▸ GIVEN PASSAGE
=-=-=

1. Extract item details from purchases
2. Extract size and quality options from mattress purchases
3. Extract size and quality options from pillow purchases
4. Combine data for mattress and pillows
5. List all size and quality options bought by each user

In [0]:
%run ./Includes/Classroom-Setup

In [0]:
df = spark.read.parquet(salesPath)
display(df)

### 1. Extract item details from purchases
- Explode **`items`** field in **`df`**
- Select **`email`** and **`item.item_name`** fields
- Split words in **`item_name`** into an array and alias with "details"

Assign the resulting DataFrame to **`detailsDF`**.

In [0]:
from pyspark.sql.functions import *

detailsDF = (df.withColumn("items", explode("items"))
  .select("email", "items.item_name")
  .withColumn("details", split(col("item_name"), " "))             
)
display(detailsDF)

### 2. Extract size and quality options from mattress purchases
- Filter **`detailsDF`** for records where **`details`** contains "Mattress"

=-=-=

▸ INFORMATION GIVEN
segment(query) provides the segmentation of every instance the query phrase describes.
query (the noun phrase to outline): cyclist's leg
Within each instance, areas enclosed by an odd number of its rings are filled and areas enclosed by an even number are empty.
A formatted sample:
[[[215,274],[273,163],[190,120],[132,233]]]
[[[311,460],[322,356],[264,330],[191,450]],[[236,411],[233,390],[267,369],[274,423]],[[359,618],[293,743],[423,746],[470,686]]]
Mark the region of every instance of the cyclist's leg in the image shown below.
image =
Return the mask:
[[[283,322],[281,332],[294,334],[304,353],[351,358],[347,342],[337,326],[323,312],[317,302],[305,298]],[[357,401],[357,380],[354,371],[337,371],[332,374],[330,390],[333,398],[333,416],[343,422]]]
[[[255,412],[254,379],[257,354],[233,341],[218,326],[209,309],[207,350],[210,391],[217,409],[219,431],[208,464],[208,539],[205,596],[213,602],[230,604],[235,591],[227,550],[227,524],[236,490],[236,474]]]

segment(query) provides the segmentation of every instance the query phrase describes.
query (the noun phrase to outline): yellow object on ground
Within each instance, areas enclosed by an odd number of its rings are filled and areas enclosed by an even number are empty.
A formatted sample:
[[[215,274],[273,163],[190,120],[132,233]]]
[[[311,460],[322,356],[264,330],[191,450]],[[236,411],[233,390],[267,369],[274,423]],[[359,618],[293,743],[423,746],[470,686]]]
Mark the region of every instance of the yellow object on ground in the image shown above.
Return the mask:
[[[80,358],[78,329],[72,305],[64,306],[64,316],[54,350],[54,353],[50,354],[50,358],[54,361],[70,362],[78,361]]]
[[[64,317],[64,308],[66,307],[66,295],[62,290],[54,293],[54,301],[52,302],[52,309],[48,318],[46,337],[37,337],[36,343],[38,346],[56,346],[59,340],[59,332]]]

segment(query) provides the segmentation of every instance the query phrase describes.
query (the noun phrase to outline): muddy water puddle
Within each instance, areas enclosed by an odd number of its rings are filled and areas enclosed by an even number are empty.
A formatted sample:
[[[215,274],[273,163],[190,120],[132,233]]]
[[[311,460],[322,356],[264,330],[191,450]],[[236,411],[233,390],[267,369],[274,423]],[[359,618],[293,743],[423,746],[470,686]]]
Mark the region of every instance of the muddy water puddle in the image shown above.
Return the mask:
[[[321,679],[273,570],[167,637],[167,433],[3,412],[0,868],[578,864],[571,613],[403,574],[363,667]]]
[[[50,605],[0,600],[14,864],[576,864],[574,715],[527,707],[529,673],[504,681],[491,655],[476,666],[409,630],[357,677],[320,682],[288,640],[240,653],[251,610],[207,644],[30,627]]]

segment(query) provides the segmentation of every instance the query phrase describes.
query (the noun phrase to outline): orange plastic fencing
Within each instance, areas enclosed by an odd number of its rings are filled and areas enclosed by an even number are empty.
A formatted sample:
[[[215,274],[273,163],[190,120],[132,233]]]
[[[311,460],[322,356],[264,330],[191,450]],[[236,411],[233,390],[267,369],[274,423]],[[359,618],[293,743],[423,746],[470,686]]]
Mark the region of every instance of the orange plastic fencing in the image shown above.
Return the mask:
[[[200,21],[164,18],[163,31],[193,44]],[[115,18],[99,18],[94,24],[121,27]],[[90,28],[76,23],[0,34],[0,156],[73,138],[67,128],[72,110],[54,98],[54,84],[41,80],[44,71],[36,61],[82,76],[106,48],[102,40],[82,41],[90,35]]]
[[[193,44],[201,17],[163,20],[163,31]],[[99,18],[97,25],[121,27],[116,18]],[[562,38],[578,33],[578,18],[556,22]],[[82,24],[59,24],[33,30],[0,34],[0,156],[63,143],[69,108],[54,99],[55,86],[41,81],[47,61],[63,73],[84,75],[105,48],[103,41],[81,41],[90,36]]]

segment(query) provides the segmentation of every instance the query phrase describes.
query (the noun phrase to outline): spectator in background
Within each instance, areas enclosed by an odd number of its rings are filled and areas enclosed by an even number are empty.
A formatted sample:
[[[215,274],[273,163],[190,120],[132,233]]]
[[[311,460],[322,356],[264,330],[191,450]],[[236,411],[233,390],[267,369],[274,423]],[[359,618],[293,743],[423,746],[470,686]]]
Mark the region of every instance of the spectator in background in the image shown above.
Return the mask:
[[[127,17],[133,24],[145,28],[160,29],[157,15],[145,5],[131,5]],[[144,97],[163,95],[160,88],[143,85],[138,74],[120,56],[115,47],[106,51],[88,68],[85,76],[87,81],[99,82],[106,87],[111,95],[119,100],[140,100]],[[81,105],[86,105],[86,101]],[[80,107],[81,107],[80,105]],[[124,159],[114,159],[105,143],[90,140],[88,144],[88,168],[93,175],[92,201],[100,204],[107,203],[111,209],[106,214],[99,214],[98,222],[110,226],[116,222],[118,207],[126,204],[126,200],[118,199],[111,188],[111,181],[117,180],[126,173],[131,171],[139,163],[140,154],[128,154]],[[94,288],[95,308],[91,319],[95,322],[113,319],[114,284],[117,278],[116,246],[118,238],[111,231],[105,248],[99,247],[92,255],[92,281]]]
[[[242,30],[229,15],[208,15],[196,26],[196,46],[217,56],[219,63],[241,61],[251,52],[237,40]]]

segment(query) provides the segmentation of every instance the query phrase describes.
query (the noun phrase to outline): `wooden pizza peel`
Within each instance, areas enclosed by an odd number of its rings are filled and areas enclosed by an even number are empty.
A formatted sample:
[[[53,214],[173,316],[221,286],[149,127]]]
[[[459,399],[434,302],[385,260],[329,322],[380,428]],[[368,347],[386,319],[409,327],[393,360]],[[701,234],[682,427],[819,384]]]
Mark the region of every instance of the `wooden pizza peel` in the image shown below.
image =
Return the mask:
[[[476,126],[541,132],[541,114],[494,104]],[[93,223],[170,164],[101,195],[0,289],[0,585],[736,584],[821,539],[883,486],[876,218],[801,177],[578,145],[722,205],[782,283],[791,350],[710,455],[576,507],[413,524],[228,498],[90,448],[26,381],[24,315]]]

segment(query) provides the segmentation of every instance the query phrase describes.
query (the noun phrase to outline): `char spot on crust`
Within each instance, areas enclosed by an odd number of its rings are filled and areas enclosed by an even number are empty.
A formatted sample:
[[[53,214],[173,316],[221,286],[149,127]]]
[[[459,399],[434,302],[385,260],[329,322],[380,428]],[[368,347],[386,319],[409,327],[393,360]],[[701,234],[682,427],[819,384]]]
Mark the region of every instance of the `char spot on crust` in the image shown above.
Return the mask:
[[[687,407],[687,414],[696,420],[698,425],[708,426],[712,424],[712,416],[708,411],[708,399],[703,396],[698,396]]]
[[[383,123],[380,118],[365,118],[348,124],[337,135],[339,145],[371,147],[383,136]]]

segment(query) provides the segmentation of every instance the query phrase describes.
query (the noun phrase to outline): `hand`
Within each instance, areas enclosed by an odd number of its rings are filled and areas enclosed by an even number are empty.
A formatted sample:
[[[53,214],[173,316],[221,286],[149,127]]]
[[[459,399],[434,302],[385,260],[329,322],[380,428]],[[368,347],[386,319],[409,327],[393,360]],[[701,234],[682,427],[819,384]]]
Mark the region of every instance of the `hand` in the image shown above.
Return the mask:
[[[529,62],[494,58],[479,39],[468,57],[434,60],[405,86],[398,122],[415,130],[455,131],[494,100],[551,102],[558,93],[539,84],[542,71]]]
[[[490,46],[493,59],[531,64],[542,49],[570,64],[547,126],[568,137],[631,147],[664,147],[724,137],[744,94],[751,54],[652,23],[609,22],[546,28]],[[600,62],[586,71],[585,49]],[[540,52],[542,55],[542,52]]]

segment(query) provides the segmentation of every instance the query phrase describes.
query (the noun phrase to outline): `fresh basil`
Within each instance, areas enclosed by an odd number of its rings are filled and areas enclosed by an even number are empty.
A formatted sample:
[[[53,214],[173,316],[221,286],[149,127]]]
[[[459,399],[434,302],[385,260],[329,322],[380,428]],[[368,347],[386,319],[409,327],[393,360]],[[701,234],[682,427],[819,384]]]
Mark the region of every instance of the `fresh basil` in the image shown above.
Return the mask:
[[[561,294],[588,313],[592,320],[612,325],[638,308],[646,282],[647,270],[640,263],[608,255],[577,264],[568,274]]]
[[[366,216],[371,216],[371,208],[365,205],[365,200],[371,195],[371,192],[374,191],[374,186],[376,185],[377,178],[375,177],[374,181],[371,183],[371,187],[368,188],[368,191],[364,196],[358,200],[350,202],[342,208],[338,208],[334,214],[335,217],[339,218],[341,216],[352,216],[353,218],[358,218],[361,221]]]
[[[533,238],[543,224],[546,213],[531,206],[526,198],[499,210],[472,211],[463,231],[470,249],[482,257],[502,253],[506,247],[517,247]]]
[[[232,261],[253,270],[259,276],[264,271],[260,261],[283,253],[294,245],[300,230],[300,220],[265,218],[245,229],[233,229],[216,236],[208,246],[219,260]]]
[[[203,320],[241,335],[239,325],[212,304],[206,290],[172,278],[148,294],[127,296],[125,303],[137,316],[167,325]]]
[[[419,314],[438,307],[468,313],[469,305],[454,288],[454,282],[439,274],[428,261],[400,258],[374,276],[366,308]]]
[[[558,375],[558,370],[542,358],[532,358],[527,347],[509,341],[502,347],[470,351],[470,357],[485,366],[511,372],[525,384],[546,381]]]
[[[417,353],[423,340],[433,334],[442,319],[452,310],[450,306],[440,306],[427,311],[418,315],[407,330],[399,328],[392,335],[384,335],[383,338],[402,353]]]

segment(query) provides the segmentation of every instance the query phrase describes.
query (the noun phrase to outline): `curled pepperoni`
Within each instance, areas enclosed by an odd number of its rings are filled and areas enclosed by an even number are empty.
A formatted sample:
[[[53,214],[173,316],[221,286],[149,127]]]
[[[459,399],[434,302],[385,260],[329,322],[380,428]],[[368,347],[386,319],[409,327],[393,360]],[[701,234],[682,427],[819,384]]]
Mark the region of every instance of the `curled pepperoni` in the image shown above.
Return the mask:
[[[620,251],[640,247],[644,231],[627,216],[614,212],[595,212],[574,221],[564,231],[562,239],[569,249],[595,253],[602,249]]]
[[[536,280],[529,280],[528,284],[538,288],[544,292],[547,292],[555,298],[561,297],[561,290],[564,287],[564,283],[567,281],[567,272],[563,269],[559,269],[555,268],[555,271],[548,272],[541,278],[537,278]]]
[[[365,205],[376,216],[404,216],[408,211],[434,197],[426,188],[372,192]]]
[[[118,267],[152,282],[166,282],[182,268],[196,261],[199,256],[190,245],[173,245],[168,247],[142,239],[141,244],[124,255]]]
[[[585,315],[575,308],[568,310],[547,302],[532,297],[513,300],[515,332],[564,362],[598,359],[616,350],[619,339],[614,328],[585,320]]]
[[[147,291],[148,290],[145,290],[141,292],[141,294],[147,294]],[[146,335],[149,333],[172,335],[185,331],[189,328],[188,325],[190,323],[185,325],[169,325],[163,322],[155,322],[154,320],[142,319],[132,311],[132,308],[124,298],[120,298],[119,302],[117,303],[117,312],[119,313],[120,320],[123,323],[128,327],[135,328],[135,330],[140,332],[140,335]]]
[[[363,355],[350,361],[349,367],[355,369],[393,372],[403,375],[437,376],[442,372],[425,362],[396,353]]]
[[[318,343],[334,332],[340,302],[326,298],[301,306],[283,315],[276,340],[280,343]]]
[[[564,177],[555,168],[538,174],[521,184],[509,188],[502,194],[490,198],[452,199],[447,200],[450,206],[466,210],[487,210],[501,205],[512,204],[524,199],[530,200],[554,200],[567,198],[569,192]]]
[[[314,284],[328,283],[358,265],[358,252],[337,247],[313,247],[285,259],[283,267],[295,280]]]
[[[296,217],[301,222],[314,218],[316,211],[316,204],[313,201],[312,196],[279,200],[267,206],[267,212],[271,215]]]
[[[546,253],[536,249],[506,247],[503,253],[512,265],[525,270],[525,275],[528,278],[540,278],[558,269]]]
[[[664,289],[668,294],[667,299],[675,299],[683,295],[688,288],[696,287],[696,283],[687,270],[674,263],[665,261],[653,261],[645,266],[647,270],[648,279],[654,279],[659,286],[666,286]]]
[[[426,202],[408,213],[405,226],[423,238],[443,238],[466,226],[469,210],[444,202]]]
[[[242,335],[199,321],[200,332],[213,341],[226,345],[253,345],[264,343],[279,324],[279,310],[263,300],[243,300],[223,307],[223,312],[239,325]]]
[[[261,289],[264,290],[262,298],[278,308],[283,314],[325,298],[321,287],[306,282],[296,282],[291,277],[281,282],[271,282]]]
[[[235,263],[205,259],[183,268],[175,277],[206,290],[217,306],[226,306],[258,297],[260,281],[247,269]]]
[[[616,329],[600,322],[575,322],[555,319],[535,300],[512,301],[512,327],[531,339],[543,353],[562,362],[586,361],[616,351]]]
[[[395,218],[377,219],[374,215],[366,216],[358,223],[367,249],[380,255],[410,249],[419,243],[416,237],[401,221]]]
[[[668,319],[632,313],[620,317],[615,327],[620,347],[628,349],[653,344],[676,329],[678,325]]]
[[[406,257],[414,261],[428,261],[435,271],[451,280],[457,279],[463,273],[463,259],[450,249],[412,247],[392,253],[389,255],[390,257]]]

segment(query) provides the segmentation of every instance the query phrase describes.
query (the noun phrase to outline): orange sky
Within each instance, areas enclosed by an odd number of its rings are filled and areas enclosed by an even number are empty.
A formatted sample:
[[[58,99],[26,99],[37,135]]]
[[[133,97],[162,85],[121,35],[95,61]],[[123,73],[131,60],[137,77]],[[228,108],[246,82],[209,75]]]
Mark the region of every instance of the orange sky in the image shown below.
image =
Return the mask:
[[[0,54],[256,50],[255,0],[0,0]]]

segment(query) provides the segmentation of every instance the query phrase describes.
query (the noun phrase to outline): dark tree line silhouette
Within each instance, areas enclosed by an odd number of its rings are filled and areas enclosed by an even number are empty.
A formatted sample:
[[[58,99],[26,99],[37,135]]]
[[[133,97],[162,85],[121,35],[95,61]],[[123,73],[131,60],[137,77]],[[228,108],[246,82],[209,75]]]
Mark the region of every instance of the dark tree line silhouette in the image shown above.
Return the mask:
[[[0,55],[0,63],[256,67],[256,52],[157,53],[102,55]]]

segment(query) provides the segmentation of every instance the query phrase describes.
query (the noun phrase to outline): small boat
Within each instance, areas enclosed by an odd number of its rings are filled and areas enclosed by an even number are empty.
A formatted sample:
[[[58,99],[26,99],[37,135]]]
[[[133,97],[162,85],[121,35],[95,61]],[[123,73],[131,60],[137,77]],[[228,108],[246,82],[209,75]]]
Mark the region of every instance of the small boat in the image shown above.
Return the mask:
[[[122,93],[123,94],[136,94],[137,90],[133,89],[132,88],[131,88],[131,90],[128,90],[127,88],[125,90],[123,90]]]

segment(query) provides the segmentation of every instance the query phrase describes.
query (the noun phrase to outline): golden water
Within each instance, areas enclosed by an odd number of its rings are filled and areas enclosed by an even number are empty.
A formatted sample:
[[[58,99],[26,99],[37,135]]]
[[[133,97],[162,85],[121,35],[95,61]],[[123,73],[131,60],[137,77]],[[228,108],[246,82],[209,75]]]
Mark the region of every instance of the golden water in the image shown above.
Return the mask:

=-=-=

▸ AIM OF THE TASK
In step 1 of the Spark notebook excerpt, which variable is the resulting DataFrame assigned to? Please rely only on the Spark notebook excerpt, not on the entries.

▸ RESULT FOR THIS EXERCISE
detailsDF